→ **WHAT YOU HAVE TO DO**
Every line from the one holding "the player's fingers." through the final line of the entries is to be reproduced exactly, and no other line.

┄┄┄┄┄┄┄┄┄┄

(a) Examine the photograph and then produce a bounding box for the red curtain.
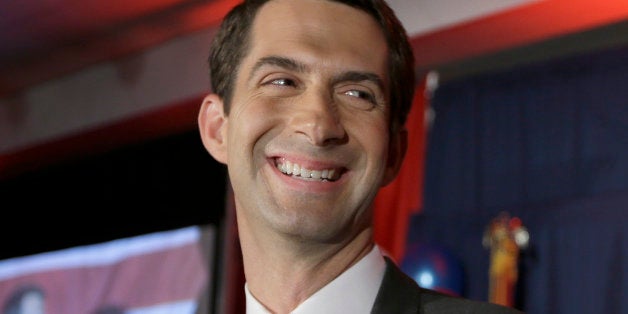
[373,78,428,263]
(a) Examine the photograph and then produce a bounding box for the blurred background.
[1,1,627,313]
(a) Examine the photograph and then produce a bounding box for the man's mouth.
[275,159,341,182]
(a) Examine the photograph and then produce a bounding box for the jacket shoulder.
[372,256,525,314]
[421,288,525,314]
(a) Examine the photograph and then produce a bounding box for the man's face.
[211,0,404,241]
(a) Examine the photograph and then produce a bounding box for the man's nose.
[289,89,347,146]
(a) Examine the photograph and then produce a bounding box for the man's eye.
[345,89,375,103]
[267,78,295,87]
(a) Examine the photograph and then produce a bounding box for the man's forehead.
[238,0,389,88]
[247,0,387,62]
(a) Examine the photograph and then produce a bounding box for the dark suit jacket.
[371,257,525,314]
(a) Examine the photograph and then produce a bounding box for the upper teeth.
[277,160,337,181]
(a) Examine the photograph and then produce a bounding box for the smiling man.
[198,0,524,313]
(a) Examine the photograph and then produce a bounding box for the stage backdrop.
[0,226,214,314]
[408,42,628,314]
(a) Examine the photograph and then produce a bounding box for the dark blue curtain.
[406,44,628,313]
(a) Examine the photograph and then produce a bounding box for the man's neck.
[238,219,374,313]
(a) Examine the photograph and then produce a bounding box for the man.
[198,0,524,313]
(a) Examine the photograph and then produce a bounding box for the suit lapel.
[371,256,423,314]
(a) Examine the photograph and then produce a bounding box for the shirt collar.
[245,245,386,314]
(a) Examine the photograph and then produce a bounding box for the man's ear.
[382,127,408,187]
[198,94,228,164]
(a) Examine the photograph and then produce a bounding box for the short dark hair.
[208,0,416,132]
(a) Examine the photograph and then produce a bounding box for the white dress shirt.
[245,245,387,314]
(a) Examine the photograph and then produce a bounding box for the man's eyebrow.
[249,56,384,91]
[249,56,307,81]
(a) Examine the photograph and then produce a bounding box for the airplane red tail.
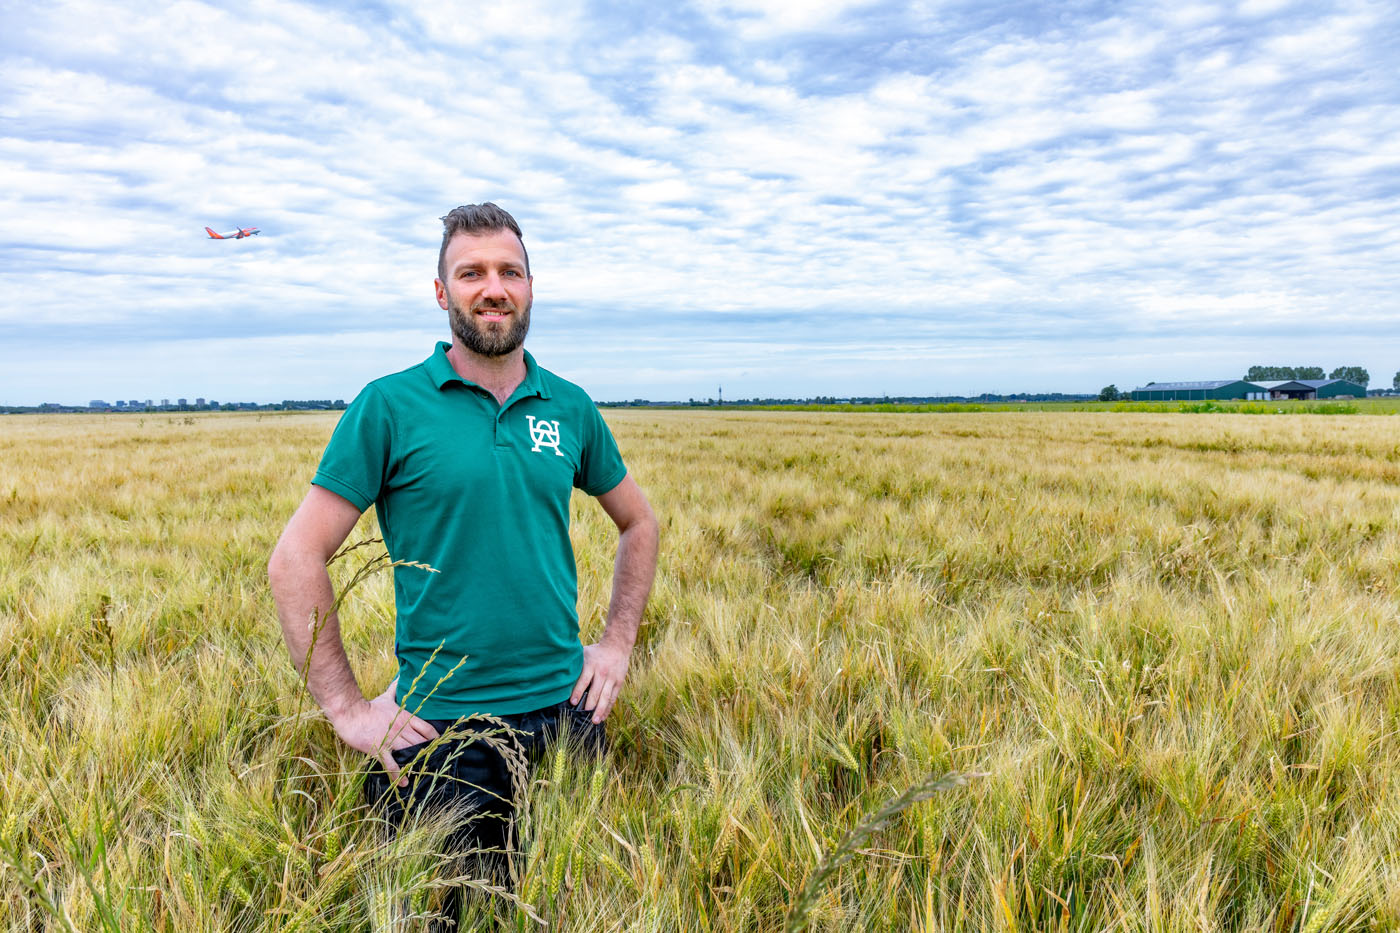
[205,227,224,239]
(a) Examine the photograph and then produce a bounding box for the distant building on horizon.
[1251,379,1366,400]
[1130,378,1366,401]
[1129,380,1260,401]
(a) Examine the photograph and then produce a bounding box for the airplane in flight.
[205,225,260,239]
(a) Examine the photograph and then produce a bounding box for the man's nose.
[480,271,509,300]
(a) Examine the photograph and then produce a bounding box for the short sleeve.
[311,384,395,511]
[574,403,627,496]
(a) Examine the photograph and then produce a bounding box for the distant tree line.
[1329,366,1369,387]
[599,392,1097,408]
[0,399,347,414]
[1244,365,1370,386]
[1245,365,1325,380]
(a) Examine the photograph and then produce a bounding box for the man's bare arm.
[268,485,438,783]
[570,474,659,723]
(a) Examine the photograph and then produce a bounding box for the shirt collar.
[426,342,552,400]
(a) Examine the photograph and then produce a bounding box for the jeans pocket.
[389,738,435,767]
[362,759,391,807]
[561,701,608,755]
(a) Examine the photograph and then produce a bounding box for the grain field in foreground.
[2,410,1400,931]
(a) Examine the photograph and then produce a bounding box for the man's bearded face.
[448,290,531,357]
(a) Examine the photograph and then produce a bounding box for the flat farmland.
[3,410,1400,931]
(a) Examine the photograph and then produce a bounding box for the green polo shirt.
[311,342,628,718]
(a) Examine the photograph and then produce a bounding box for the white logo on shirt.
[526,415,565,456]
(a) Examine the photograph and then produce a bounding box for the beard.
[448,294,531,357]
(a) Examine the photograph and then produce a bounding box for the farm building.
[1251,379,1366,400]
[1129,380,1263,401]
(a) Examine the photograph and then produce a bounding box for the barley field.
[3,409,1400,931]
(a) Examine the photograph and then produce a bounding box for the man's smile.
[474,303,513,322]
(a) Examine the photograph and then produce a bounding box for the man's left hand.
[571,640,631,723]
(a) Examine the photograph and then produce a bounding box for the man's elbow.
[267,534,306,592]
[267,539,290,590]
[626,502,660,546]
[601,476,658,544]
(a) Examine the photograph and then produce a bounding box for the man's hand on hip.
[328,679,440,787]
[572,641,632,724]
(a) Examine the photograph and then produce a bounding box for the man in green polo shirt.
[268,202,658,926]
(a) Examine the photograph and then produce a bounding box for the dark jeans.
[362,697,606,929]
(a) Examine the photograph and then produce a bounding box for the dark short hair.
[437,202,530,281]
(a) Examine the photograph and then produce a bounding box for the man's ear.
[434,278,449,310]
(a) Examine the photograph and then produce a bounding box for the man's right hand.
[328,680,440,787]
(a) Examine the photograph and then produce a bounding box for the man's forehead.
[444,229,527,268]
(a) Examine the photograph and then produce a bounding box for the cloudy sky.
[3,0,1398,404]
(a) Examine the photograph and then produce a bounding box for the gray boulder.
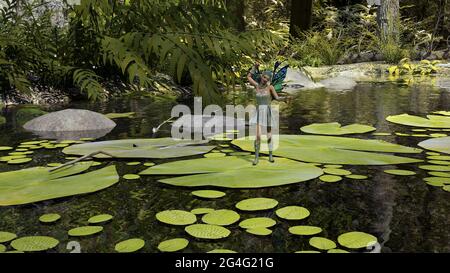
[23,109,116,140]
[319,76,357,91]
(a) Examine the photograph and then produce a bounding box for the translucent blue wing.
[272,64,289,86]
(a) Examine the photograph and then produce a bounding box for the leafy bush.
[388,58,440,76]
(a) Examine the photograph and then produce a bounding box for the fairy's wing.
[272,64,289,86]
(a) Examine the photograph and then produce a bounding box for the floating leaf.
[156,210,197,226]
[204,153,226,158]
[0,164,119,206]
[0,244,5,253]
[429,172,450,178]
[328,249,350,253]
[301,122,375,135]
[0,232,17,243]
[191,208,215,215]
[141,156,323,188]
[39,214,61,223]
[235,198,279,211]
[47,163,62,167]
[191,190,226,199]
[345,175,368,180]
[419,137,450,155]
[115,238,145,253]
[157,238,189,252]
[289,226,322,236]
[323,168,351,176]
[7,158,32,165]
[88,214,113,224]
[387,114,450,128]
[207,249,237,253]
[68,226,103,236]
[63,138,215,159]
[246,228,272,236]
[319,175,342,183]
[337,231,377,249]
[105,112,136,119]
[231,135,421,165]
[372,133,391,136]
[276,206,310,220]
[309,237,336,250]
[428,160,450,165]
[202,210,240,226]
[419,165,450,171]
[185,224,231,239]
[123,174,140,180]
[11,236,59,252]
[424,177,450,184]
[384,170,416,176]
[239,218,276,229]
[324,165,343,169]
[144,162,155,167]
[126,162,141,166]
[434,111,450,116]
[0,146,13,151]
[295,250,320,253]
[428,155,450,161]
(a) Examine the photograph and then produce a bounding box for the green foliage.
[378,40,409,64]
[388,58,440,75]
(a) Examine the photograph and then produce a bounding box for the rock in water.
[23,109,116,140]
[319,76,357,91]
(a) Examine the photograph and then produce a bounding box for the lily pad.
[319,175,342,183]
[156,210,197,226]
[141,156,323,188]
[7,158,32,165]
[185,224,231,239]
[11,236,59,252]
[231,135,421,165]
[419,165,450,171]
[324,165,343,169]
[337,231,377,249]
[429,172,450,178]
[327,249,350,253]
[276,206,310,220]
[387,114,450,128]
[235,198,279,211]
[0,164,119,206]
[372,133,391,136]
[202,210,240,226]
[424,177,450,184]
[39,214,61,223]
[428,155,450,161]
[204,153,226,158]
[191,208,215,215]
[115,238,145,253]
[239,218,276,229]
[105,112,136,119]
[123,174,141,180]
[207,249,237,253]
[88,214,113,224]
[289,226,322,236]
[0,244,5,253]
[126,162,141,166]
[419,137,450,155]
[0,146,13,151]
[68,226,103,236]
[428,160,450,165]
[434,111,450,116]
[323,168,352,176]
[144,162,155,167]
[301,122,376,135]
[191,190,226,199]
[157,238,189,252]
[309,237,336,250]
[384,169,416,176]
[345,175,368,180]
[246,228,272,236]
[63,138,215,159]
[295,250,321,253]
[0,232,17,243]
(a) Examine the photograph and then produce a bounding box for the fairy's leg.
[253,124,261,166]
[267,126,274,163]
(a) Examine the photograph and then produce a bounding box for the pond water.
[1,82,450,253]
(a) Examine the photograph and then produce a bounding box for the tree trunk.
[289,0,313,38]
[377,0,400,43]
[226,0,246,32]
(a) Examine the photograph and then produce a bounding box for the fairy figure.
[247,61,289,166]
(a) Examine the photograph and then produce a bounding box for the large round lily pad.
[239,218,276,229]
[235,198,279,211]
[191,190,226,199]
[419,137,450,155]
[11,236,59,252]
[337,231,377,249]
[231,135,421,165]
[384,170,416,176]
[68,226,103,236]
[156,210,197,226]
[202,210,240,226]
[141,156,323,188]
[63,138,215,159]
[276,206,310,220]
[157,238,189,252]
[246,228,272,236]
[0,163,119,206]
[88,214,113,224]
[185,224,231,239]
[115,238,145,253]
[39,214,61,223]
[301,122,376,135]
[387,114,450,128]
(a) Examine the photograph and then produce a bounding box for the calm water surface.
[0,82,449,253]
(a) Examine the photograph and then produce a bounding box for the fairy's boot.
[253,140,260,166]
[268,137,274,163]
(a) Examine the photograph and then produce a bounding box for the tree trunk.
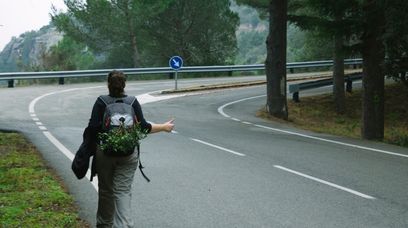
[130,34,140,67]
[361,0,385,140]
[265,0,288,120]
[333,31,345,114]
[123,1,140,67]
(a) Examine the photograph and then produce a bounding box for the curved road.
[0,77,407,227]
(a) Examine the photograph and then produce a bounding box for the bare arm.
[150,119,175,133]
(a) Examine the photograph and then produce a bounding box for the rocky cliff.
[0,25,63,72]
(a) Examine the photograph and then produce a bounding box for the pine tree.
[237,0,288,120]
[52,0,238,68]
[52,0,173,68]
[289,0,359,114]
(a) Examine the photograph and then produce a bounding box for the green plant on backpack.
[99,123,148,155]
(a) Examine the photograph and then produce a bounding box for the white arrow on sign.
[172,59,180,67]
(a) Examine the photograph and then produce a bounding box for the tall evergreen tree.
[52,0,173,67]
[360,0,386,140]
[383,0,408,88]
[237,0,408,141]
[289,0,359,114]
[53,0,238,68]
[266,0,288,119]
[140,0,239,66]
[237,0,288,120]
[358,0,408,140]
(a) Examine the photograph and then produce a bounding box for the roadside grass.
[0,132,89,227]
[257,83,408,147]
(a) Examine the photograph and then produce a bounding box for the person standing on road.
[88,70,174,227]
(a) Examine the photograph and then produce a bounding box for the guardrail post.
[8,80,14,88]
[293,92,300,102]
[59,77,65,85]
[346,78,352,93]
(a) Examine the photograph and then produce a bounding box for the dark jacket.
[72,125,98,181]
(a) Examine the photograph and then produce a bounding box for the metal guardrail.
[0,59,362,87]
[289,72,363,102]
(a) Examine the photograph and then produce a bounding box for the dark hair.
[108,70,126,97]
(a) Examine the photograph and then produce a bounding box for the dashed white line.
[35,122,43,125]
[231,118,240,122]
[274,165,376,200]
[190,138,246,157]
[38,126,47,131]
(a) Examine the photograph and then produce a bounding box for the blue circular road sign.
[169,56,183,70]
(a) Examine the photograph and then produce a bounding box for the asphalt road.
[0,76,407,227]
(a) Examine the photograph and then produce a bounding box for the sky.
[0,0,67,52]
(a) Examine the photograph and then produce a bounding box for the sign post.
[169,56,183,90]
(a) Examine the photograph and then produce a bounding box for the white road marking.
[242,121,252,125]
[38,126,47,131]
[218,95,408,159]
[35,122,43,125]
[255,124,408,158]
[43,131,75,160]
[191,138,246,156]
[217,95,265,118]
[32,117,39,121]
[43,130,98,190]
[274,165,376,200]
[231,118,241,122]
[136,93,185,105]
[29,91,59,114]
[29,86,104,114]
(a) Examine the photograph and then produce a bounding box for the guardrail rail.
[288,72,363,102]
[0,59,362,88]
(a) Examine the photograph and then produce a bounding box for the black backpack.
[99,95,150,182]
[99,95,138,156]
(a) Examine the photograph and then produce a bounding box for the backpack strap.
[139,162,150,182]
[98,95,114,106]
[139,161,150,182]
[137,146,150,182]
[123,96,137,106]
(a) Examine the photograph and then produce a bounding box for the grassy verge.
[0,132,89,227]
[257,83,408,147]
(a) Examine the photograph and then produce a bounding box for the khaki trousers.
[95,148,139,228]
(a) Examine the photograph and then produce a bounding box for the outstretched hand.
[163,118,175,132]
[150,118,175,133]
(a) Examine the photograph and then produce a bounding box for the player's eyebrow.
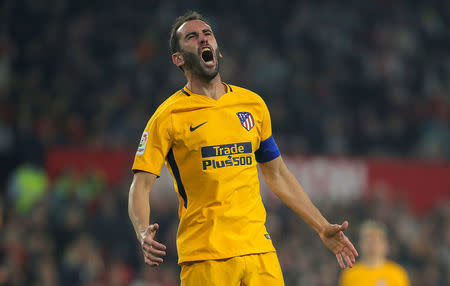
[184,29,213,40]
[184,31,198,39]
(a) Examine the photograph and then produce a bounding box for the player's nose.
[199,34,208,44]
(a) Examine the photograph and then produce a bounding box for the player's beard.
[180,48,221,82]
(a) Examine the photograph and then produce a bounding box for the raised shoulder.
[342,261,363,273]
[385,261,408,272]
[151,90,186,119]
[229,85,266,105]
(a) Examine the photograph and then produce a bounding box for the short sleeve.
[132,110,172,177]
[260,99,272,141]
[254,99,280,163]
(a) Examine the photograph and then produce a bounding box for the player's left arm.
[259,156,359,269]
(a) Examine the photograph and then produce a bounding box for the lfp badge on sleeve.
[136,131,149,155]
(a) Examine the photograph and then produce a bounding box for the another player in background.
[339,221,410,286]
[128,11,358,285]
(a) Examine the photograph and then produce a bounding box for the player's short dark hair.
[169,11,207,54]
[360,220,387,241]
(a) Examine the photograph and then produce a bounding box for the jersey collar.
[180,82,233,97]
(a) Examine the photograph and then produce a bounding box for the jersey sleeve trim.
[131,164,161,177]
[255,135,281,163]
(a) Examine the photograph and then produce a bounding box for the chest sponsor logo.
[136,131,149,155]
[237,112,255,131]
[201,142,253,170]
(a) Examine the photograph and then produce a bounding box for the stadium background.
[0,0,449,285]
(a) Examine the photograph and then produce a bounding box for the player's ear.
[219,51,223,59]
[172,52,184,68]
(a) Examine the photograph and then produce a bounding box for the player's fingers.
[342,234,359,257]
[143,250,164,263]
[339,221,349,232]
[329,224,341,235]
[144,257,159,267]
[149,223,159,232]
[142,245,166,256]
[148,254,164,263]
[144,256,157,266]
[142,237,166,249]
[349,242,359,257]
[345,245,356,263]
[336,253,345,269]
[342,251,353,268]
[142,244,152,255]
[147,246,166,256]
[343,247,355,263]
[142,224,158,239]
[142,235,155,245]
[142,224,160,243]
[149,240,167,251]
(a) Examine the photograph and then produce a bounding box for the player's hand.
[140,223,167,267]
[319,221,358,269]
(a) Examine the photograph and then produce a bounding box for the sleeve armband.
[255,135,281,163]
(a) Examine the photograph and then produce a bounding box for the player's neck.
[186,74,226,100]
[362,256,386,267]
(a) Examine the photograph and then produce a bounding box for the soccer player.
[128,11,358,285]
[339,221,410,286]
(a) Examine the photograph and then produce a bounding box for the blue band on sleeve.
[255,135,281,163]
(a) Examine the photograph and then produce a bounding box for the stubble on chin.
[180,49,221,81]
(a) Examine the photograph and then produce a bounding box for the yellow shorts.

┄┄┄┄┄┄┄┄┄┄

→ **EXPECTED OUTPUT**
(a) Examine the photograph and then produce a bounding box for the player's fingers.
[342,234,359,257]
[143,250,164,263]
[339,221,349,232]
[329,224,341,235]
[144,257,159,267]
[149,223,159,232]
[142,245,166,256]
[148,254,164,263]
[144,256,157,266]
[142,237,166,249]
[349,242,359,257]
[345,245,356,263]
[336,253,345,269]
[342,251,353,268]
[142,244,152,255]
[147,246,166,256]
[343,247,355,263]
[142,224,158,239]
[142,235,155,245]
[142,224,160,243]
[149,240,167,251]
(a) Examine the photograph and then produce a bounding box for the player's hand.
[140,223,167,267]
[319,221,358,269]
(a) Examine the photograph and then produce a bounding box for the sleeve armband.
[255,135,281,163]
(a) Examine the photograph and then produce a bounding box for the player's neck.
[186,74,226,100]
[362,256,386,267]
(a) Examine the photograph and then produce a bounding box for the soccer player.
[128,11,358,285]
[339,221,410,286]
(a) Examine the photograph and then produce a bounding box for the blue band on sleeve.
[255,135,281,163]
(a) Examine the photograph and then produce a bounding box for the stubble on chin.
[180,49,221,81]
(a) Examine the photograph and then produce a bounding box for the yellow shorts.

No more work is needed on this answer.